**Source:**
In the tapes, Gates can clearly be heard shouting in the
background.
He told his daughter in a July 22
interview on The Daily Beast:
If I had been white this incident never would have happened. He
would have asked at the door, "Excuse me, are you okay? Because
there are two black men around here try'na rob you" .... So
race definitely played a role. Whether he's an individual
racist? I don't know -- I don't know him. But I think he
stereotyped me.
And that's what racial profiling is all about. I was cast by
him in a narrative and he didn't know how to get out of it...
The tapes reveal that on the way to the house, Crowley asked what
race the suspects were. Dispatch reported, "unknown on the race,
one may be Hispanic, (unintelligible) I'm not sure."
The only one cast in a pre-conceived narrative that day was
Officer Crowley. Gates acknowledged in his Root interview that he
saw Crowley and immediately feared for his own safety.
All of a sudden, there was a policeman on my porch. And I
thought, "This is strange." So I went over to the front porch
still holding the phone, and I said "Officer, can I help you?"

**Directions for this task:** Extend the passage on the Gates and Crowley tapes, picking up right after its final sentence.

**Information supplied:**
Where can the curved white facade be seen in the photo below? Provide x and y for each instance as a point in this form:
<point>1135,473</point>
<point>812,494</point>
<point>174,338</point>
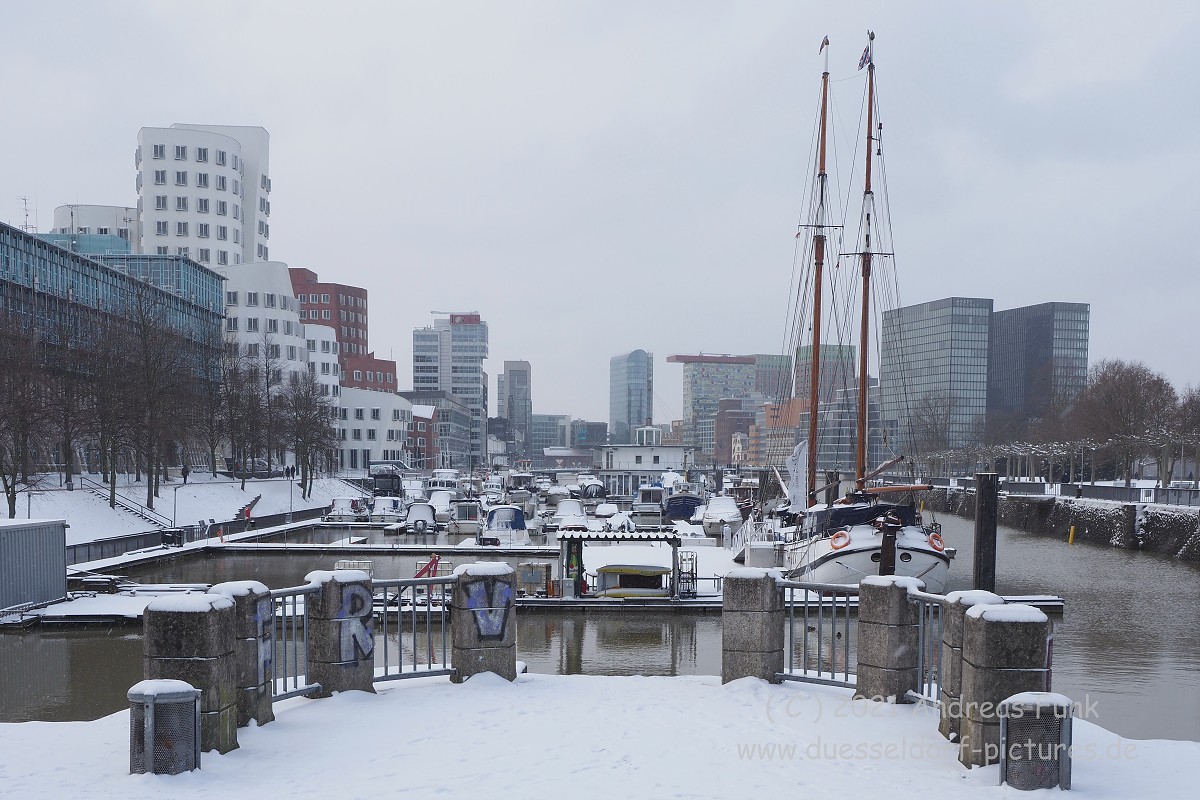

**Task output:**
And he said, "Would you step outside onto the porch." And the
way he said it, I knew he wasn't canvassing for the police
benevolent association. All the hairs stood up on the back of
my neck, and I realized that I was in danger. And I said to him
no, out of instinct. I said, "No, I will not."
He further explained:
Now it's clear that he had a narrative in his head: A black man
was inside someone's house, probably a white person's house,
and this black man had broken and entered, and this black man
was me.
But the evidence strongly suggests that it was Gates who had the
pre-fabricated narrative in his head. And that narrative was that
a racist white cop was confronting him because he was
black.
Gates began peddling that theory immediately -- literally. He
shouted to the bystanders who had gathered before his house upon
hearing the commotion, "This is what happens to black men in
America!" He threatened a lawsuit and he told anyone who would
listen that he was arrested for being black.
Like Woody Allen seeing anti-Semitism everywhere in Annie
Hall, Gates projected his own prejudice onto Sgt. Crowley.
The moment Sgt. Crowley appeared in his sight, Gates "knew" why:
racism.
Thankfully, there were witnesses. Two other police officers who
were there -- one Hispanic, one black -- confirmed Crowley's
account and defended the arrest. The Gates neighbor who snapped
the now famous photo of the professor on his porch in handcuffs
said, "I know he (Gates) was tired and upset, but someone of his
stature and education should be a little more
understanding."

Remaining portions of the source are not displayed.